## Instruction
Reproduce each of the records below verbatim, every line in its original order.

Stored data
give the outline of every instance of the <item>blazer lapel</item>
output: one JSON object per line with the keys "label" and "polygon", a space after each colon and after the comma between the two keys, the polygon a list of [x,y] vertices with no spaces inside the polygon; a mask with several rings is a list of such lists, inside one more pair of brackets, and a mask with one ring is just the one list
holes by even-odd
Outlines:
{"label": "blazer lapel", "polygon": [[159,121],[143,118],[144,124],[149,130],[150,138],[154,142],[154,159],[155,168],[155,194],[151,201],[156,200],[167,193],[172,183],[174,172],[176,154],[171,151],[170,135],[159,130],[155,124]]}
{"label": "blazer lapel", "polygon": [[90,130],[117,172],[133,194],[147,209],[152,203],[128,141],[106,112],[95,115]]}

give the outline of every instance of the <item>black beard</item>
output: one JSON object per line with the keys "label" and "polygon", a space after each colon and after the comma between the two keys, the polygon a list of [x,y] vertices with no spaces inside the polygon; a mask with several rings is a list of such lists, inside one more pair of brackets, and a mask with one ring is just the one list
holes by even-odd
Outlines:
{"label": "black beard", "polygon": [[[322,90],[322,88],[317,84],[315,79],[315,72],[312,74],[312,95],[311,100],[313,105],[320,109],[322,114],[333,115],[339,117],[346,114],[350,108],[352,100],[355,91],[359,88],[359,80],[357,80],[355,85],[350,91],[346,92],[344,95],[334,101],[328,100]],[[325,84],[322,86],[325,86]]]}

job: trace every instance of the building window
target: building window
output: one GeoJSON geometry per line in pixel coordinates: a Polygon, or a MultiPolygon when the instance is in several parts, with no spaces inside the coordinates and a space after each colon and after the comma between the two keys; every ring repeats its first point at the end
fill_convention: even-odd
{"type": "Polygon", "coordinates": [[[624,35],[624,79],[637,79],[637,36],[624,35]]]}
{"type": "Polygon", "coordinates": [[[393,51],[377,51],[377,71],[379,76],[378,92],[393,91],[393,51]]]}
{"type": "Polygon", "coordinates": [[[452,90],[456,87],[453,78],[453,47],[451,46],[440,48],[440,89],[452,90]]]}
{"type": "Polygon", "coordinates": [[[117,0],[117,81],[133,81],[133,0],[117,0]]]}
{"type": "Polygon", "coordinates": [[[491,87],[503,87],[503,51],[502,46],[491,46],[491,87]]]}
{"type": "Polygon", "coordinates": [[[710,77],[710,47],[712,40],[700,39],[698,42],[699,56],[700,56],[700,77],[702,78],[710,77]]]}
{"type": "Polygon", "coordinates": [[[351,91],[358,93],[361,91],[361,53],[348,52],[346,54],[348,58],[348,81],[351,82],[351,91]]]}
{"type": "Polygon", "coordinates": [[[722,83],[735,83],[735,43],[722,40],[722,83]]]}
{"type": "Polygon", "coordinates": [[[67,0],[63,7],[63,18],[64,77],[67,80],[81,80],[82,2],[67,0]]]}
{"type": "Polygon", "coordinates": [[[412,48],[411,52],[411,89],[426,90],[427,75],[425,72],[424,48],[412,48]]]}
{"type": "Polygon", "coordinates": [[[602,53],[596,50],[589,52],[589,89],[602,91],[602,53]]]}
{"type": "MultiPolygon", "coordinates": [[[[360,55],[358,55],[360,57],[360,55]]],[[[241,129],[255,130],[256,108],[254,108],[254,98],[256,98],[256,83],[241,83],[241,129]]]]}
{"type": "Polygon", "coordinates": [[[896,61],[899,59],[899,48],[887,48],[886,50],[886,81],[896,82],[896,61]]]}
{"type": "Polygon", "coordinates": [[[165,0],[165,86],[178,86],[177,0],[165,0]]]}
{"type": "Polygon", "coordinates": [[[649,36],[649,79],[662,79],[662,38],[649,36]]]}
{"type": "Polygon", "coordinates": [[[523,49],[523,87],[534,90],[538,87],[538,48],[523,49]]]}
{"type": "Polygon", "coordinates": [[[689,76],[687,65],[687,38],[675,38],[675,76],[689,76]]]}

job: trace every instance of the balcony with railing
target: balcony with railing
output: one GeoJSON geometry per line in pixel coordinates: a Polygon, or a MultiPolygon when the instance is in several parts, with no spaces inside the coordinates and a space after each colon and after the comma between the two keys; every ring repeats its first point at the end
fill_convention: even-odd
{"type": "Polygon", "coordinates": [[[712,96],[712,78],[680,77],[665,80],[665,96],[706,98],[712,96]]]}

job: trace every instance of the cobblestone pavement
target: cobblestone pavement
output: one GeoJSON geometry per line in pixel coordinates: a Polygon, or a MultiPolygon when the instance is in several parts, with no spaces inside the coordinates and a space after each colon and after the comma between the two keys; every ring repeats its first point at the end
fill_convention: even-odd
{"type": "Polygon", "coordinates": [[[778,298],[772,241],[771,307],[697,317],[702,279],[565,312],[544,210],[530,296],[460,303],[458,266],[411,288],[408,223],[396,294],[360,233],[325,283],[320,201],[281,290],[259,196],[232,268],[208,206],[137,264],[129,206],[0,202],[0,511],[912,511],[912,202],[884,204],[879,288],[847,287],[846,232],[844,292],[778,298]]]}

## Exercise response
give the outline of every instance of the <item>blazer lapel</item>
output: one JSON object per line with the keys "label" and "polygon", a space after each colon and after the comma between the two keys, the polygon a list of [x,y] vertices with no spaces inside the polygon; a mask with several rings is a list of such lists, inside one more pair of brackets, and a mask with one ring is just the one list
holes by even-odd
Outlines:
{"label": "blazer lapel", "polygon": [[159,121],[143,118],[144,124],[149,130],[150,138],[154,142],[154,159],[155,168],[155,194],[151,201],[156,200],[167,193],[172,183],[174,172],[176,154],[171,151],[170,135],[159,130],[155,124]]}
{"label": "blazer lapel", "polygon": [[90,130],[117,172],[133,194],[147,209],[152,203],[128,141],[106,112],[95,115]]}

give the outline of every instance of the <item>black beard</item>
output: one JSON object per line with the keys "label" and "polygon", a space after each colon and after the comma between the two keys, the polygon a list of [x,y] vertices with no spaces inside the polygon; a mask with several rings is a list of such lists, inside one more pair of brackets, and a mask with one ring is just the one list
holes by even-odd
Outlines:
{"label": "black beard", "polygon": [[[322,90],[322,88],[317,84],[315,79],[315,72],[312,74],[312,95],[311,100],[313,105],[320,109],[322,114],[333,115],[339,117],[346,114],[350,108],[352,100],[355,91],[359,88],[359,80],[357,80],[355,85],[350,91],[346,92],[344,95],[334,101],[328,100]],[[325,84],[322,86],[325,86]]]}

job: trace every instance of the building window
target: building window
output: one GeoJSON geometry per line in pixel coordinates: a Polygon, or a MultiPolygon when the instance is in several parts, with no spaces inside the coordinates and a space after each colon and after the comma between the two keys; every ring repeats its first point at the end
fill_convention: even-odd
{"type": "Polygon", "coordinates": [[[624,35],[624,79],[637,79],[637,36],[624,35]]]}
{"type": "Polygon", "coordinates": [[[393,51],[377,51],[377,71],[379,76],[378,92],[393,91],[393,51]]]}
{"type": "Polygon", "coordinates": [[[452,90],[456,87],[453,78],[453,47],[451,46],[440,48],[440,89],[452,90]]]}
{"type": "Polygon", "coordinates": [[[117,0],[117,81],[133,81],[133,0],[117,0]]]}
{"type": "Polygon", "coordinates": [[[491,87],[503,87],[503,51],[502,46],[491,46],[491,87]]]}
{"type": "Polygon", "coordinates": [[[710,77],[710,47],[712,40],[700,39],[698,42],[699,56],[700,56],[700,77],[702,78],[710,77]]]}
{"type": "Polygon", "coordinates": [[[351,91],[358,93],[361,91],[361,53],[348,52],[346,54],[348,58],[348,81],[351,82],[351,91]]]}
{"type": "Polygon", "coordinates": [[[722,83],[735,83],[735,43],[722,40],[722,83]]]}
{"type": "Polygon", "coordinates": [[[67,0],[63,7],[63,18],[64,77],[67,80],[81,80],[82,2],[67,0]]]}
{"type": "Polygon", "coordinates": [[[412,48],[411,52],[411,89],[426,90],[427,75],[425,72],[424,48],[412,48]]]}
{"type": "Polygon", "coordinates": [[[602,53],[596,50],[589,52],[589,89],[602,91],[602,53]]]}
{"type": "MultiPolygon", "coordinates": [[[[360,55],[358,55],[360,57],[360,55]]],[[[241,129],[255,130],[256,108],[254,108],[254,98],[256,98],[256,83],[241,83],[241,129]]]]}
{"type": "Polygon", "coordinates": [[[896,61],[899,59],[899,48],[887,48],[886,50],[886,81],[896,82],[896,61]]]}
{"type": "Polygon", "coordinates": [[[165,0],[165,86],[178,86],[177,0],[165,0]]]}
{"type": "Polygon", "coordinates": [[[649,36],[649,79],[662,79],[662,38],[649,36]]]}
{"type": "Polygon", "coordinates": [[[523,49],[523,87],[534,90],[538,87],[538,48],[523,49]]]}
{"type": "Polygon", "coordinates": [[[689,76],[687,65],[687,38],[675,38],[675,76],[689,76]]]}

job: trace every instance of the balcony with railing
target: balcony with railing
output: one GeoJSON geometry per line in pixel coordinates: a Polygon, or a MultiPolygon when the instance is in several parts, with no spaces inside the coordinates and a space after each colon and after the comma between the two keys; every ring repeats its first point at the end
fill_convention: even-odd
{"type": "Polygon", "coordinates": [[[712,96],[712,78],[680,77],[665,80],[665,96],[706,98],[712,96]]]}

job: trace every instance of the cobblestone pavement
target: cobblestone pavement
output: one GeoJSON geometry per line in pixel coordinates: a Polygon, or a MultiPolygon when the instance is in several parts, with no spaces inside the coordinates and a space after each colon and after the comma between the two keys; every ring repeats its first point at the end
fill_convention: even-odd
{"type": "Polygon", "coordinates": [[[778,298],[772,241],[771,307],[697,317],[702,279],[565,312],[544,210],[530,296],[460,303],[458,266],[411,288],[408,223],[396,294],[360,233],[325,283],[320,201],[281,290],[259,196],[232,268],[208,206],[137,264],[129,206],[0,202],[0,511],[912,511],[912,202],[884,204],[879,288],[847,287],[846,232],[844,292],[778,298]]]}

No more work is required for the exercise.